▶ **What you have to do**:
Reproduce without any change the lines from the one containing "Kindly provide the mask of every instance of the grass" through the one containing "[[120,144],[43,138],[41,141],[47,177],[138,176],[122,165]]", both included.

-- begin The input --

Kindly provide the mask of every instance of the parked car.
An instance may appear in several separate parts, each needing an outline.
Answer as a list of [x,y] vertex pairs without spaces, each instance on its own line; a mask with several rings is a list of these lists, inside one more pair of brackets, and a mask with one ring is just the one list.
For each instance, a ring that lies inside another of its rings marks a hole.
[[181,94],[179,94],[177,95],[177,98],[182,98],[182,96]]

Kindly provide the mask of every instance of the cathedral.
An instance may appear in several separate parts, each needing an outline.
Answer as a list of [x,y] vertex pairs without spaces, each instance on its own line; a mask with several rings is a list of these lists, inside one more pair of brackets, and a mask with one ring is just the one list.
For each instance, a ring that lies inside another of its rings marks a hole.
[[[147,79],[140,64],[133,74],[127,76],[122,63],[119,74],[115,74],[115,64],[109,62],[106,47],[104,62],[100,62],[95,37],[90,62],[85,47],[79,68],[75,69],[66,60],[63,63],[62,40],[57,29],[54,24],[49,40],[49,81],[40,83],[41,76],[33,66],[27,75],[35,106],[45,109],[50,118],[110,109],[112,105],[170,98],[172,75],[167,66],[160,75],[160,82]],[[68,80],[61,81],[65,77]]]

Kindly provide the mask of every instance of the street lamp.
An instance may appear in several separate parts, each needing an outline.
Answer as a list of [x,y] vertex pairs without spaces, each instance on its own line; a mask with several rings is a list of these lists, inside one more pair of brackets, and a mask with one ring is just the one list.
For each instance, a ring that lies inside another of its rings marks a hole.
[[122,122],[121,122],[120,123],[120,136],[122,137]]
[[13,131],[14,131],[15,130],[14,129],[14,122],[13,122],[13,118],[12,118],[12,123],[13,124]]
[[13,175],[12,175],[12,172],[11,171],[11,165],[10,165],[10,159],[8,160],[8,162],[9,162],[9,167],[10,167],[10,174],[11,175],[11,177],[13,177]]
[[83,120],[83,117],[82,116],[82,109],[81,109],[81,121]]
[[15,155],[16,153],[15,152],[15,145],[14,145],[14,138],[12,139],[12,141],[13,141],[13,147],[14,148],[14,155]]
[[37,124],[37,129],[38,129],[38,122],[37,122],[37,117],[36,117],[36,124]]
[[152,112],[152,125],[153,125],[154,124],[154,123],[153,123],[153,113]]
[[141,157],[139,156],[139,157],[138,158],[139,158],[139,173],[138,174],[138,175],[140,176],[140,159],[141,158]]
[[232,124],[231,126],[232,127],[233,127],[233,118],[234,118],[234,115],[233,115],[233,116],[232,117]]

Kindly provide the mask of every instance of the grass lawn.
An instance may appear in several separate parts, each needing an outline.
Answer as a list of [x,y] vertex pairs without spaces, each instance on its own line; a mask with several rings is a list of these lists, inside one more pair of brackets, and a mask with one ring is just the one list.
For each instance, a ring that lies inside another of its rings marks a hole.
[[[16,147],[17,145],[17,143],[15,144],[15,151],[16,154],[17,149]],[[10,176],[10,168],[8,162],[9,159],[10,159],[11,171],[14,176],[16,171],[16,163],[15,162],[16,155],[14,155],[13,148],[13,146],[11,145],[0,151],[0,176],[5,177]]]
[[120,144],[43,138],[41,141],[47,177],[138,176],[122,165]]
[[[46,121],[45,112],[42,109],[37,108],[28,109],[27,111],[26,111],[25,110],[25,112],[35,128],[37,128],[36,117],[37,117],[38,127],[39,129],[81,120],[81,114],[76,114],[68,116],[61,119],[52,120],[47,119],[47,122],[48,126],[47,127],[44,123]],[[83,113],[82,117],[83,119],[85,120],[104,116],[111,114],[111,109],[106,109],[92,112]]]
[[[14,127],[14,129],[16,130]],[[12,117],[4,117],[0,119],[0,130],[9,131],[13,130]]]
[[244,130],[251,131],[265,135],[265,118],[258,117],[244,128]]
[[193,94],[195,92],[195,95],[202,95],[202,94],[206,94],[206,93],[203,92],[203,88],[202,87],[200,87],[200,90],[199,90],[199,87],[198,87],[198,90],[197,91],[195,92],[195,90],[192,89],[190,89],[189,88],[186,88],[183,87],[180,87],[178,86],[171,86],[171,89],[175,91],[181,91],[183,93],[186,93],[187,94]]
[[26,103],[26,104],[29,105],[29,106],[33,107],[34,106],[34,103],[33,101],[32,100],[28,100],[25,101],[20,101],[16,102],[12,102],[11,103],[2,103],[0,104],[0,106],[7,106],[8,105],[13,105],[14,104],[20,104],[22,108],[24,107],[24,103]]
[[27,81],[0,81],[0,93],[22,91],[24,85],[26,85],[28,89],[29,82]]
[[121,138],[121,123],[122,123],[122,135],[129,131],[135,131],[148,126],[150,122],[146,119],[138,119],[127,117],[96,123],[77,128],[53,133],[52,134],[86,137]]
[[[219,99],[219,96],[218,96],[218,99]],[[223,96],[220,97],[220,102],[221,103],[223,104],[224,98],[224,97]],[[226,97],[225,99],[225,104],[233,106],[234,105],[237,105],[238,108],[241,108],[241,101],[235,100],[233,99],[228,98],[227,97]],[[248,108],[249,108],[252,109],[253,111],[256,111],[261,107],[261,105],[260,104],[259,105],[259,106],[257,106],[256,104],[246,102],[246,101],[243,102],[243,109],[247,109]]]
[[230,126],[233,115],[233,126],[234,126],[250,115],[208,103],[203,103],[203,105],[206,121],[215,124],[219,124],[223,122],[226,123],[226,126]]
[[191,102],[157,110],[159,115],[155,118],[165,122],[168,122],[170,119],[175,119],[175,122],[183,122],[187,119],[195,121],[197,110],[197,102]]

-- end The input --

▶ **Response**:
Kindly provide the mask of every instance of the grass lawn.
An instance may appear in several separate parts, each needing an outline.
Answer as a list of [x,y] vertex pairs without spaces, each instance on its own line; a mask with several rings is a list of these lists, inside one more pair of brackets, and a mask with one ring is just the one list.
For each instance, a ring that lies inside another of its rings marks a hole.
[[[16,147],[17,145],[17,143],[15,144],[15,151],[16,154],[17,149]],[[10,176],[10,168],[8,162],[9,159],[10,159],[11,171],[14,176],[16,171],[16,163],[15,162],[16,155],[14,155],[13,148],[13,146],[11,145],[0,151],[0,176],[5,177]]]
[[120,144],[43,138],[41,141],[47,177],[138,176],[122,165]]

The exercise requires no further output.